**À faire**
Quelles lignes des données ci-dessous contiennent le mot « distant » ? Relevez-les et recopiez chacune en entier, en tenant compte de la casse.

**Données à utiliser**
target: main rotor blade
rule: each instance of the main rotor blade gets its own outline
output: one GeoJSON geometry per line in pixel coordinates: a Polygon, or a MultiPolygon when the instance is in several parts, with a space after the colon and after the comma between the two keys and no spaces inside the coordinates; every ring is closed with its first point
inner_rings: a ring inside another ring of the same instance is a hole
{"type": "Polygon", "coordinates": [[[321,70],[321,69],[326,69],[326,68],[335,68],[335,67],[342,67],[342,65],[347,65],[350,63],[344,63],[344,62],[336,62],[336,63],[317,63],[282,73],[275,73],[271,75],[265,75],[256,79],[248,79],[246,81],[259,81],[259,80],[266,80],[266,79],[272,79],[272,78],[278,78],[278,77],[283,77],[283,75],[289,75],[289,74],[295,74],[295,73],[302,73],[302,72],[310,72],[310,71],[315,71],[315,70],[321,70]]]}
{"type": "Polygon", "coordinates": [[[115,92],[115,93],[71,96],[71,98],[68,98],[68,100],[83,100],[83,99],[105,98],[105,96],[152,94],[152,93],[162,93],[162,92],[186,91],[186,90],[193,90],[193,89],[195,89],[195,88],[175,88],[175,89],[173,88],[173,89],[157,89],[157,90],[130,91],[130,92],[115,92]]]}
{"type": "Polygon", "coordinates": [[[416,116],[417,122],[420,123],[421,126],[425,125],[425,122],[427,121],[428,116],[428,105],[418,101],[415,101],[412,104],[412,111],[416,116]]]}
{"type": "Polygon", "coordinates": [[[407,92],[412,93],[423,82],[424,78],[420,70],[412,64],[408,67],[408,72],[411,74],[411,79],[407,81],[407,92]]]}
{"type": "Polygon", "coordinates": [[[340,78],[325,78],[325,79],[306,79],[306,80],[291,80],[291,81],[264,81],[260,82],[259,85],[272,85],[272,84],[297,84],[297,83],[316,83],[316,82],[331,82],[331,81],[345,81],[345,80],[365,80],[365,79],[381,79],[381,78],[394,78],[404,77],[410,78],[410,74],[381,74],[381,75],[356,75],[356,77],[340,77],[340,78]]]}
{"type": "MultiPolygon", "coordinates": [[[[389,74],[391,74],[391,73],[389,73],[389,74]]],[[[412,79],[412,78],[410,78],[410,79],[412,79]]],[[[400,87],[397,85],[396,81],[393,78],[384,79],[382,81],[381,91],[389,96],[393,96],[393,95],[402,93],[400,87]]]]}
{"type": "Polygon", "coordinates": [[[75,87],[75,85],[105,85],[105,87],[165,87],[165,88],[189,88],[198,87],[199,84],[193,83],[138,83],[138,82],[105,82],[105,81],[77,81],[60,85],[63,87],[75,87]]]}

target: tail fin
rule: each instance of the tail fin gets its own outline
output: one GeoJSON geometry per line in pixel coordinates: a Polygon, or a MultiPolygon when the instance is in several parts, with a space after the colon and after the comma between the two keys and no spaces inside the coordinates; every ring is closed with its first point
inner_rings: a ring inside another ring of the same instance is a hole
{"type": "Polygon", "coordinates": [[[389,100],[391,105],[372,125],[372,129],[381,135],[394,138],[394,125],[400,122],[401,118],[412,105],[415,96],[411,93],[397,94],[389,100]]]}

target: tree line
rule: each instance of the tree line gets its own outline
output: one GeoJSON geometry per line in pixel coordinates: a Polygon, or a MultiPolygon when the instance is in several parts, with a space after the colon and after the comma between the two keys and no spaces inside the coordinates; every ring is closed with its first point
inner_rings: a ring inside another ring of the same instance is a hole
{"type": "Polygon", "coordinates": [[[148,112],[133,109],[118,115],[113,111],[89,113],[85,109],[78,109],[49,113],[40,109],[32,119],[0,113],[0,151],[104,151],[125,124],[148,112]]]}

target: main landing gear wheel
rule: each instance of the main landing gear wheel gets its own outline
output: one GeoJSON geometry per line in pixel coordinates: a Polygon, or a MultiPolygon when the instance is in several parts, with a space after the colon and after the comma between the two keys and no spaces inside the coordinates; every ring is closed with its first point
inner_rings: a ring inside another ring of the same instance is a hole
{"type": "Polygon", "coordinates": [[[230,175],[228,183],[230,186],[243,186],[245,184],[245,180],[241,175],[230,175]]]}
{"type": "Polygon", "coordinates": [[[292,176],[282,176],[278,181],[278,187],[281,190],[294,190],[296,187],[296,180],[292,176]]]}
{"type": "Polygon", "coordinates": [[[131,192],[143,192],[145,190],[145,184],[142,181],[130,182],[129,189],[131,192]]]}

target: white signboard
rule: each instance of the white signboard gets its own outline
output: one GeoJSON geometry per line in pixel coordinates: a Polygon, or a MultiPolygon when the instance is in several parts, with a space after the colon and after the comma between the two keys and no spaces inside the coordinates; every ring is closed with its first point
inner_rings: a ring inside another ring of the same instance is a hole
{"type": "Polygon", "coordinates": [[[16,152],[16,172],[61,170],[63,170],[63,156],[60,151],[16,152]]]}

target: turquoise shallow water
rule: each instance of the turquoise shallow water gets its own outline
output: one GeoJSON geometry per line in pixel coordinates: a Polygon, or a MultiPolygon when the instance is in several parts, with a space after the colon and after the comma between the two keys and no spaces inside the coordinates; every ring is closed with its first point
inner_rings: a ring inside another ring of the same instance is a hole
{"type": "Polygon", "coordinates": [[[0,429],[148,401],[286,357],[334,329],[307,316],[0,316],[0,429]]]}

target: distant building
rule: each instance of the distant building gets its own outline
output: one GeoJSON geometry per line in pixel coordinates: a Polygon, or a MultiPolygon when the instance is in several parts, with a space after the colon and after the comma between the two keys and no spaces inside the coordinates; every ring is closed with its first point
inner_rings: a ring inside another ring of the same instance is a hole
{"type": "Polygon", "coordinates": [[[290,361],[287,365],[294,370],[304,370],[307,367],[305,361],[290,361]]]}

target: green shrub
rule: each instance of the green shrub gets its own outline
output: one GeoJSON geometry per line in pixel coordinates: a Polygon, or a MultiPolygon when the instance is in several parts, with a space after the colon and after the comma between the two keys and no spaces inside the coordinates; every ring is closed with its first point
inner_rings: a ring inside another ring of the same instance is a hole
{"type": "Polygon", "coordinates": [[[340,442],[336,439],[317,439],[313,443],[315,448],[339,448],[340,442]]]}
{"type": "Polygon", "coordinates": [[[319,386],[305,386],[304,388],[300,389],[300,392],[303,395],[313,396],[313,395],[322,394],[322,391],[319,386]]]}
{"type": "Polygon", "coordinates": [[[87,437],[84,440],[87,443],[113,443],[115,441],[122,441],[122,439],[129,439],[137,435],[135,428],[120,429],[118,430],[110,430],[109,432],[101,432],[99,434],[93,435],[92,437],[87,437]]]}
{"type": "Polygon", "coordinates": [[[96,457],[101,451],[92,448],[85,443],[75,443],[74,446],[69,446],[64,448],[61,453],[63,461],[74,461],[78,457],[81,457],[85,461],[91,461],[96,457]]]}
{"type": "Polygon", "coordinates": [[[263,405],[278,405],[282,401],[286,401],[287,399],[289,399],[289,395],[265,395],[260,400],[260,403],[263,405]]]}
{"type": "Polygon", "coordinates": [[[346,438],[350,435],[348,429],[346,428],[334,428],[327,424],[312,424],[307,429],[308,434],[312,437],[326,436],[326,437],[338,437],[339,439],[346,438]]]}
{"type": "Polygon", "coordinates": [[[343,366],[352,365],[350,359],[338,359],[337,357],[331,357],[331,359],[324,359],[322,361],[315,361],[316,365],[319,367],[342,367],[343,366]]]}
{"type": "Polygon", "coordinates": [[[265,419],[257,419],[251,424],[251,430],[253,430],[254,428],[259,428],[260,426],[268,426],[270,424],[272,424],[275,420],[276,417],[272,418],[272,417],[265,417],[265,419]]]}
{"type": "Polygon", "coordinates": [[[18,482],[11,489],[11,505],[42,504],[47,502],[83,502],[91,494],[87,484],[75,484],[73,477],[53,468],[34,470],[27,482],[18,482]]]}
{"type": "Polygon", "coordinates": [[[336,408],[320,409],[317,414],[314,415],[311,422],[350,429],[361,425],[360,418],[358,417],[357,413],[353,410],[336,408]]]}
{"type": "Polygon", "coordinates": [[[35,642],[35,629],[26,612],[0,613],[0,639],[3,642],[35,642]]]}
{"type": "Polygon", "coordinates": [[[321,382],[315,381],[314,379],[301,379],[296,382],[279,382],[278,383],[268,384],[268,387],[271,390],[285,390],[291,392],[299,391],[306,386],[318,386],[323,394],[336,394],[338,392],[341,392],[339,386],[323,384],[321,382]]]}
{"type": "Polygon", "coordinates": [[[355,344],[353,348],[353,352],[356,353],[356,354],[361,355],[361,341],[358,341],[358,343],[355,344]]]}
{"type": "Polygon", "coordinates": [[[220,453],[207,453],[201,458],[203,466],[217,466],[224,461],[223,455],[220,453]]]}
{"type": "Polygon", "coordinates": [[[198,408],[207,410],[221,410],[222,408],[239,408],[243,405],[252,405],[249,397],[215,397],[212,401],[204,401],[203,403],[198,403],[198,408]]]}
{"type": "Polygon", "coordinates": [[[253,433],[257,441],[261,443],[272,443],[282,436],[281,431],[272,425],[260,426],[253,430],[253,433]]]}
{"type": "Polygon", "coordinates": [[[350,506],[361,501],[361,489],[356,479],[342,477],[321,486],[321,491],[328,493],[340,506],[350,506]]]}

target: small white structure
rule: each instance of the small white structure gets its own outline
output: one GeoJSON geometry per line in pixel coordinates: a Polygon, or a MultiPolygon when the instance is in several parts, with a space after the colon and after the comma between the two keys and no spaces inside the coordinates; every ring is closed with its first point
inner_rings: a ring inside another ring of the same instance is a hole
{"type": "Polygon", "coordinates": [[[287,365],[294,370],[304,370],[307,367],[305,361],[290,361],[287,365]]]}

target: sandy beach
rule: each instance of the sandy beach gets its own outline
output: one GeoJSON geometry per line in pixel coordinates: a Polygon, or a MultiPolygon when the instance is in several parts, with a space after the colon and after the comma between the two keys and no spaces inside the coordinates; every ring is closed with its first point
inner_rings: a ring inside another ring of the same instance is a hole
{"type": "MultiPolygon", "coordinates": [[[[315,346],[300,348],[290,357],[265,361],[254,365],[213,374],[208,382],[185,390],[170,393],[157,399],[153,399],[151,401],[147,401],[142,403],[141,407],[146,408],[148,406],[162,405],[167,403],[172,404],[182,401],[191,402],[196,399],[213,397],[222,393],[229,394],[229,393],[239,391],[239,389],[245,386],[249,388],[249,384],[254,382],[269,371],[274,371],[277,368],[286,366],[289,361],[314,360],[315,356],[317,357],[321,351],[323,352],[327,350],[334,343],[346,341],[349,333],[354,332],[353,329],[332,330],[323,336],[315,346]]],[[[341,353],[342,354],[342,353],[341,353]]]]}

**Corrigé**
target: distant building
rule: each instance of the distant building gets its own outline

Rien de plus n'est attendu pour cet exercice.